◆ Challenge: Starting with the line that contains "Annotation guideline: for every instance of the green leaf" and continuing through the line that contains "<point>29,14</point>", lay out those lines of the records below as a numbered list, omitting any blank lines.

◆ Information provided:
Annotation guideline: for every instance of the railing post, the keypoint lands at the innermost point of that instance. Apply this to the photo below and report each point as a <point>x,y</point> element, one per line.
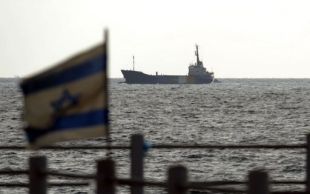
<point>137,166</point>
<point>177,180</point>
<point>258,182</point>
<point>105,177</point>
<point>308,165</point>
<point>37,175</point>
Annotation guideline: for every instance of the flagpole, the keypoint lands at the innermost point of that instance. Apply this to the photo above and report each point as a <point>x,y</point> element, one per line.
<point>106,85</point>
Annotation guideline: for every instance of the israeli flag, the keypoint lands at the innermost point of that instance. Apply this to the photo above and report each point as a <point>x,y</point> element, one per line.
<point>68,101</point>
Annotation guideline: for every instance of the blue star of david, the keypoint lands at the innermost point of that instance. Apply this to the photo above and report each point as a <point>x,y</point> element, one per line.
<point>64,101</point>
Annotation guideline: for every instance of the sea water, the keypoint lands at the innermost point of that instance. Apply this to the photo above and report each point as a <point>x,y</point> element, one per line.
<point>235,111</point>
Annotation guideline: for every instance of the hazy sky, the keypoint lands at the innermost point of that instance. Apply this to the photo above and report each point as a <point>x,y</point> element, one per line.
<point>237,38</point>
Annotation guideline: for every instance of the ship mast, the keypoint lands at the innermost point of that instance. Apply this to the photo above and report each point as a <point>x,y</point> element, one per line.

--

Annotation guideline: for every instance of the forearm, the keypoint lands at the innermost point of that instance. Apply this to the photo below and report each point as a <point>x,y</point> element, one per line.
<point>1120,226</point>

---

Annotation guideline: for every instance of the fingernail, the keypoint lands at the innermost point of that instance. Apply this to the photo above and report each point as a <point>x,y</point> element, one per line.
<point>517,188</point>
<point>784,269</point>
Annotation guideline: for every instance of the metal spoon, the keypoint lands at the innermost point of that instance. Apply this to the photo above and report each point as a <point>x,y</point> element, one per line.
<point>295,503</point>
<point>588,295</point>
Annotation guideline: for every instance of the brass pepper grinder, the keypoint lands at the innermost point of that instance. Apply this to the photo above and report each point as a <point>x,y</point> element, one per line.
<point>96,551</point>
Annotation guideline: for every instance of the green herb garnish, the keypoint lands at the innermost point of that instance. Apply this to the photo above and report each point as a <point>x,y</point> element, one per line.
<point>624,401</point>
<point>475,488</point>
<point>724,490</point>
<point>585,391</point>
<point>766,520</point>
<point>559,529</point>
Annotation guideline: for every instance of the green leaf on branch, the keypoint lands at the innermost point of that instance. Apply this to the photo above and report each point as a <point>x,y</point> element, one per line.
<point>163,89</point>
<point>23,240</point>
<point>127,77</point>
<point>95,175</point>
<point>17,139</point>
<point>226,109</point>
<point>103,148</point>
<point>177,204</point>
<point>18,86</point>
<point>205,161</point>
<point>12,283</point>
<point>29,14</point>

◆ Answer:
1. Annotation guideline: for every instance of the green leaf on branch, the keypoint lands at the innermost point of that instance. Apply this to the photo above and report each point as a <point>x,y</point> element, one per line.
2. <point>163,89</point>
3. <point>23,240</point>
4. <point>127,77</point>
5. <point>95,175</point>
6. <point>17,139</point>
7. <point>226,109</point>
8. <point>103,148</point>
9. <point>177,204</point>
10. <point>18,86</point>
11. <point>205,161</point>
12. <point>12,283</point>
13. <point>29,14</point>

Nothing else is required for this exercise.